● Objective: Write the records out again, precisely as they stand.

● Records shown:

* Begin *

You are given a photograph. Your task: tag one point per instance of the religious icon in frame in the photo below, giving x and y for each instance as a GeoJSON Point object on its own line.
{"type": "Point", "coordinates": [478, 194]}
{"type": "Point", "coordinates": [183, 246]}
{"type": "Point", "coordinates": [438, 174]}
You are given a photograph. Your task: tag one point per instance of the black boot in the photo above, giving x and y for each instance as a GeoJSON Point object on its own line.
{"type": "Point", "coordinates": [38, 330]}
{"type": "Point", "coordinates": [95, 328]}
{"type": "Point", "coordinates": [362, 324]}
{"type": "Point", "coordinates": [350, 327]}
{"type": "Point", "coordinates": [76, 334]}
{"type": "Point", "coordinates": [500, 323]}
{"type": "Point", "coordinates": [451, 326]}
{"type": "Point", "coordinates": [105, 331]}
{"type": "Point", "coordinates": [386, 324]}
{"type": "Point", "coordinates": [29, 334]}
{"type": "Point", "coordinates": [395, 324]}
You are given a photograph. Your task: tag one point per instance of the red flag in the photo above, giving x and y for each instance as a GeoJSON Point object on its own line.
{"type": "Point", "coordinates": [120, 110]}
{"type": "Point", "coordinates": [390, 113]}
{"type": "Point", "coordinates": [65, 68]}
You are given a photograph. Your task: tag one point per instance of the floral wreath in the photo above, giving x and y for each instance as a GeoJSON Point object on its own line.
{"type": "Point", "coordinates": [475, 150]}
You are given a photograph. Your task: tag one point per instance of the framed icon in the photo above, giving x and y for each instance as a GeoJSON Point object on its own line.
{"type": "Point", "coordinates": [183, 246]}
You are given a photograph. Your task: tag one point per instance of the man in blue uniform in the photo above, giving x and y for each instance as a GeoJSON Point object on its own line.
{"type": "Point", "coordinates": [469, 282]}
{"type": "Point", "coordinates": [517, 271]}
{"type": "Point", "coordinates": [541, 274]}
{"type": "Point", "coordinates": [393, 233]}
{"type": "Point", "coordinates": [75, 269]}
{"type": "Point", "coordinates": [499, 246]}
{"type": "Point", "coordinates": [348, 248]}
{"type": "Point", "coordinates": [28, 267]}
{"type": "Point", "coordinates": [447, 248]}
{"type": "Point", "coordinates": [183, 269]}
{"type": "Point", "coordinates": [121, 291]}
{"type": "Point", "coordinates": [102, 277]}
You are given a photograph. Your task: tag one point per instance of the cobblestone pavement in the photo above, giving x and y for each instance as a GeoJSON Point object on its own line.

* End *

● Right answer:
You are given a photograph. Your task: tag one point per instance of the religious icon in frame in the photo below, giving x and y for each instance as a GeoJSON Point object on its own line.
{"type": "Point", "coordinates": [478, 194]}
{"type": "Point", "coordinates": [183, 246]}
{"type": "Point", "coordinates": [438, 174]}
You are given a photograph. Your task: tag one point per instance of the black boot in the photo above, giving x and y for each instance as a GeoJSON Point object on its own line.
{"type": "Point", "coordinates": [38, 330]}
{"type": "Point", "coordinates": [95, 328]}
{"type": "Point", "coordinates": [362, 324]}
{"type": "Point", "coordinates": [350, 327]}
{"type": "Point", "coordinates": [76, 334]}
{"type": "Point", "coordinates": [500, 323]}
{"type": "Point", "coordinates": [451, 326]}
{"type": "Point", "coordinates": [105, 331]}
{"type": "Point", "coordinates": [386, 324]}
{"type": "Point", "coordinates": [29, 334]}
{"type": "Point", "coordinates": [395, 324]}
You are given a photograph. Your task: tag one point per instance of the red flag in the photo above, giving x and y for each instance as a GeoJSON Point object on its own line.
{"type": "Point", "coordinates": [120, 110]}
{"type": "Point", "coordinates": [390, 113]}
{"type": "Point", "coordinates": [65, 68]}
You are given a photograph. Your task: tag one point per instance of the floral wreath in the photo above, giving x and y for each instance as a GeoJSON Point object on its own line.
{"type": "Point", "coordinates": [475, 150]}
You are given a photograph. Your task: tag one point per instance of the framed icon in the photo above, giving x and y for each instance as a GeoJSON Point object on its own line.
{"type": "Point", "coordinates": [183, 246]}
You are given a photograph. Your task: tag one point per instance of the man in blue uniform in the photo above, giving x and y for each instance as a GeoJSON Point object on its own line.
{"type": "Point", "coordinates": [469, 282]}
{"type": "Point", "coordinates": [517, 271]}
{"type": "Point", "coordinates": [541, 274]}
{"type": "Point", "coordinates": [393, 233]}
{"type": "Point", "coordinates": [75, 269]}
{"type": "Point", "coordinates": [499, 246]}
{"type": "Point", "coordinates": [348, 248]}
{"type": "Point", "coordinates": [28, 267]}
{"type": "Point", "coordinates": [447, 248]}
{"type": "Point", "coordinates": [183, 269]}
{"type": "Point", "coordinates": [121, 291]}
{"type": "Point", "coordinates": [102, 277]}
You are given a photograph. Your task: tag one point per instance of the cobblestone pavement in the photo above, giving x and y for each instance as a GeoJSON Point object on its own line.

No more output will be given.